> Exercise:
Identify the line in which "the white cloud" appears, then reproduce that line and all remaining lines of the records word for word.
[Data for review — start]
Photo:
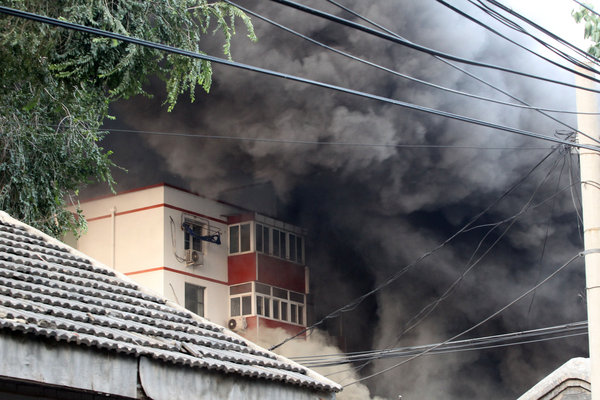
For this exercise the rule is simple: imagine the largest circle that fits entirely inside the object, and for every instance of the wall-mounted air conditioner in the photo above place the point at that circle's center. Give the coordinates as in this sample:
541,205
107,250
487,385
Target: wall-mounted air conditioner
237,324
193,257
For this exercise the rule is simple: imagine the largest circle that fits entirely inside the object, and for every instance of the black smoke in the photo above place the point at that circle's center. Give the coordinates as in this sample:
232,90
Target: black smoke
371,210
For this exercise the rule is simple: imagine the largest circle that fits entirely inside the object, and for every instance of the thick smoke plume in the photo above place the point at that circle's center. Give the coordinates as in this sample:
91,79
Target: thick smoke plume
372,210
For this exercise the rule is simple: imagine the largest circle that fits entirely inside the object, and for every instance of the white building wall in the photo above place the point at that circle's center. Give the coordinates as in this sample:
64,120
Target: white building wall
148,242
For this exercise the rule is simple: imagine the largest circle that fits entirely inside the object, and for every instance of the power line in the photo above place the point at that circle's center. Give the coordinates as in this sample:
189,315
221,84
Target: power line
587,7
394,72
515,26
507,339
497,33
317,142
427,50
464,71
493,315
357,301
429,308
187,53
537,27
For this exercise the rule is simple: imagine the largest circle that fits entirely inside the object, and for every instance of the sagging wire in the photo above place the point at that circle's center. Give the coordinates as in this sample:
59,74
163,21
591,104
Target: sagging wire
357,301
462,70
422,314
192,54
395,72
483,321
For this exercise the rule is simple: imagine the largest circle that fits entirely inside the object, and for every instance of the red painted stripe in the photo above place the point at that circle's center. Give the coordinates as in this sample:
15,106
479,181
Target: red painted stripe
221,221
177,272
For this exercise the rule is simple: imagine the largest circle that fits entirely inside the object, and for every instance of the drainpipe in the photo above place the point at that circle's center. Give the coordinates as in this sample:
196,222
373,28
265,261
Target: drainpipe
113,215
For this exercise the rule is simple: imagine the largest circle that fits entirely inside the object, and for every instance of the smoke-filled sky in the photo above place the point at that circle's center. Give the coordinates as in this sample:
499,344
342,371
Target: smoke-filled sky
372,210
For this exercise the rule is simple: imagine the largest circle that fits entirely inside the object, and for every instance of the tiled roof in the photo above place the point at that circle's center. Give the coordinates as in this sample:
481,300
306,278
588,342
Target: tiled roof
48,289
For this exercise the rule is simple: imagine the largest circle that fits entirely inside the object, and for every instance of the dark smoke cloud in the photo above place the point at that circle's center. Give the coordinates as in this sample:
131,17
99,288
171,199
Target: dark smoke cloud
372,210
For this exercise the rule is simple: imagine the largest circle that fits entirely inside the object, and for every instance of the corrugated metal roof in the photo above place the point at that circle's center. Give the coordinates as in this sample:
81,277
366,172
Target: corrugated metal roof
48,289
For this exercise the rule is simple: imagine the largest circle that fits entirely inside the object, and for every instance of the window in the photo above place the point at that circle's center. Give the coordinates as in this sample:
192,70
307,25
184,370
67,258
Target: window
282,241
276,243
239,238
234,239
265,240
192,232
269,301
292,247
194,298
259,237
240,302
293,313
299,252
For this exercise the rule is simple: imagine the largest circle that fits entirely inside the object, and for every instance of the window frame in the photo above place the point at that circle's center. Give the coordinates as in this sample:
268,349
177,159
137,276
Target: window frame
236,246
276,242
202,304
196,244
278,304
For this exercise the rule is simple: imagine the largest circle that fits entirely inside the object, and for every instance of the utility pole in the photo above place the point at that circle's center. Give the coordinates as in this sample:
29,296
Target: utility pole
589,162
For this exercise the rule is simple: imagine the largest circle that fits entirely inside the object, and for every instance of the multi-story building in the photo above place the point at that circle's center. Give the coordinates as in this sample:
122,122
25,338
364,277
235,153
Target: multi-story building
228,264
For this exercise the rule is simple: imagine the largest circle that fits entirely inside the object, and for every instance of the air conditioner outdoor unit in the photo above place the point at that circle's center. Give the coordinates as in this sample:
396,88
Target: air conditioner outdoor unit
193,257
237,324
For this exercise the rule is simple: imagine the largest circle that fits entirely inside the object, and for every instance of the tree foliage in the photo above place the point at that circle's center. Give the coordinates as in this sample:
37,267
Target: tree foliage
592,29
56,86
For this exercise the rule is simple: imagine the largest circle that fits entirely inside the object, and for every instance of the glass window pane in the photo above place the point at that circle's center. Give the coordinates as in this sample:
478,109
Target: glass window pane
246,305
245,237
292,247
276,242
238,289
234,239
299,250
235,307
281,293
282,243
266,240
259,309
259,242
293,313
275,309
262,288
190,297
267,308
194,298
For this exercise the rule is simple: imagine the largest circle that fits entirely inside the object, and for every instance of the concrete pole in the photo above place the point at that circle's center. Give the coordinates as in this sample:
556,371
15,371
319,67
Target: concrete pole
590,199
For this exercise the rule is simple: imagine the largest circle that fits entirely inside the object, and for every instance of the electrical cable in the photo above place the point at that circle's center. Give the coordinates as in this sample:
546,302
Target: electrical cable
354,303
541,29
483,321
545,242
313,142
494,31
427,50
319,143
587,7
323,360
515,26
187,53
429,308
458,68
394,72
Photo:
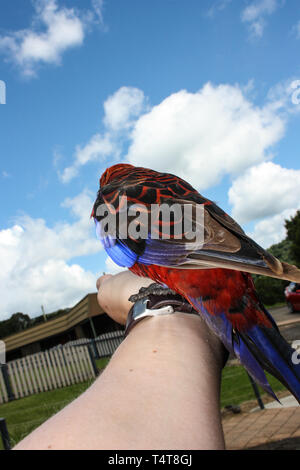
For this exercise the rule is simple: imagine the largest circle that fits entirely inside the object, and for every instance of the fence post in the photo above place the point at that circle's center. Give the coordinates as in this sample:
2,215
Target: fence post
257,394
10,393
96,370
4,434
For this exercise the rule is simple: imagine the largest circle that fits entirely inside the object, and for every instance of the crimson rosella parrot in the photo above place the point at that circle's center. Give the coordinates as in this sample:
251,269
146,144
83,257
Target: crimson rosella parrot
212,275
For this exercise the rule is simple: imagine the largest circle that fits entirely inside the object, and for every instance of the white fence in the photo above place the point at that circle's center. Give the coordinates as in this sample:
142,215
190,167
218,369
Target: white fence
44,371
102,346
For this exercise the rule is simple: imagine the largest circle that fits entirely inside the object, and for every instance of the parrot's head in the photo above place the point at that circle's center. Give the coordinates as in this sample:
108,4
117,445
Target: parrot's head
114,172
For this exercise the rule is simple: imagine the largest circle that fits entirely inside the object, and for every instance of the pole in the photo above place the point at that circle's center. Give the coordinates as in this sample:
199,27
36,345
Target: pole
257,394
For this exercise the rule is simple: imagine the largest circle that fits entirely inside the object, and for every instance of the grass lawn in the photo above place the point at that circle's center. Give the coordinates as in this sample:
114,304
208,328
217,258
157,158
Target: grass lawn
24,415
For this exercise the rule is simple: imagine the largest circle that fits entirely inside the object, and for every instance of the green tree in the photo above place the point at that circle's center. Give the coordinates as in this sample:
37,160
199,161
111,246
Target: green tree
293,234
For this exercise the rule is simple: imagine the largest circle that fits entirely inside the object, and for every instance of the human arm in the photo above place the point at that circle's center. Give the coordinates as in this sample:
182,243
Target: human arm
160,389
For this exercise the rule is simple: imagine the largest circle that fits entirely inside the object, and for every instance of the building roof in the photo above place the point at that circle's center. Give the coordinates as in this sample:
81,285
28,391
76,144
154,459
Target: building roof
86,308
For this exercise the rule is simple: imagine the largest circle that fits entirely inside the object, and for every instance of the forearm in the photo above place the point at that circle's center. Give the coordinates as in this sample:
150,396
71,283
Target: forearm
159,391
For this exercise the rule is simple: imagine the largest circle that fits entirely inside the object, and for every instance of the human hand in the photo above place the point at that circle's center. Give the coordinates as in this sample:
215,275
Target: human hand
115,290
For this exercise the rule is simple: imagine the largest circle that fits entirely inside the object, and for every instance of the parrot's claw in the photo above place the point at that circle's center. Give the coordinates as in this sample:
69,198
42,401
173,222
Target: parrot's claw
153,289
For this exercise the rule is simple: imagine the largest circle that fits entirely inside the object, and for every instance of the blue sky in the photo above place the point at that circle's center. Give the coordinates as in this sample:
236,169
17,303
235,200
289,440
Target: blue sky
207,90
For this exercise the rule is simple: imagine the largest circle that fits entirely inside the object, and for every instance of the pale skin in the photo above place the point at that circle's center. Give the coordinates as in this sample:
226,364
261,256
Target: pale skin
160,389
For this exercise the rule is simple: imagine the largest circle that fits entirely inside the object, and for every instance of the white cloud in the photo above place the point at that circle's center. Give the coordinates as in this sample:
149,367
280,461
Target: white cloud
271,230
205,135
112,267
120,113
255,13
54,29
123,107
264,190
98,147
36,267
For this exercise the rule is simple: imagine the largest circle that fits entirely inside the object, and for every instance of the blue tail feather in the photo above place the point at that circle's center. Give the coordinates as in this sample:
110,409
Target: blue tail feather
259,349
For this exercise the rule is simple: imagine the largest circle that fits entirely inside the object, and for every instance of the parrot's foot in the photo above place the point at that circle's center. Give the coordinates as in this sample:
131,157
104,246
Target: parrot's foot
153,289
[Data for review — finish]
> Exercise result:
For this exercise the rule is simple: imagine the largest circle that fits entirely inside the object, and for every instance of the white cloud in the photo above place the point at that circle's center. Give the coordinates as in this sample:
149,367
280,461
Target: white cloud
271,230
205,135
112,267
120,113
255,13
54,29
123,107
264,190
98,147
36,267
For this exercise the rule is simple: imagine the largest circle that fits entirely inside the object, and for every instance of the blue tail feather in the photo above place the point at that circle's center. Give the coordinates as in this sample:
110,409
Target: blue tail feather
259,349
For this exercise the rule is simple: imagine the largest circle that fits entirely inside the object, and for every instance of the parrot's foot in the photo above place the point at that circle's center. Give the coordinates as in this sample:
131,157
104,246
Target: parrot's foot
153,289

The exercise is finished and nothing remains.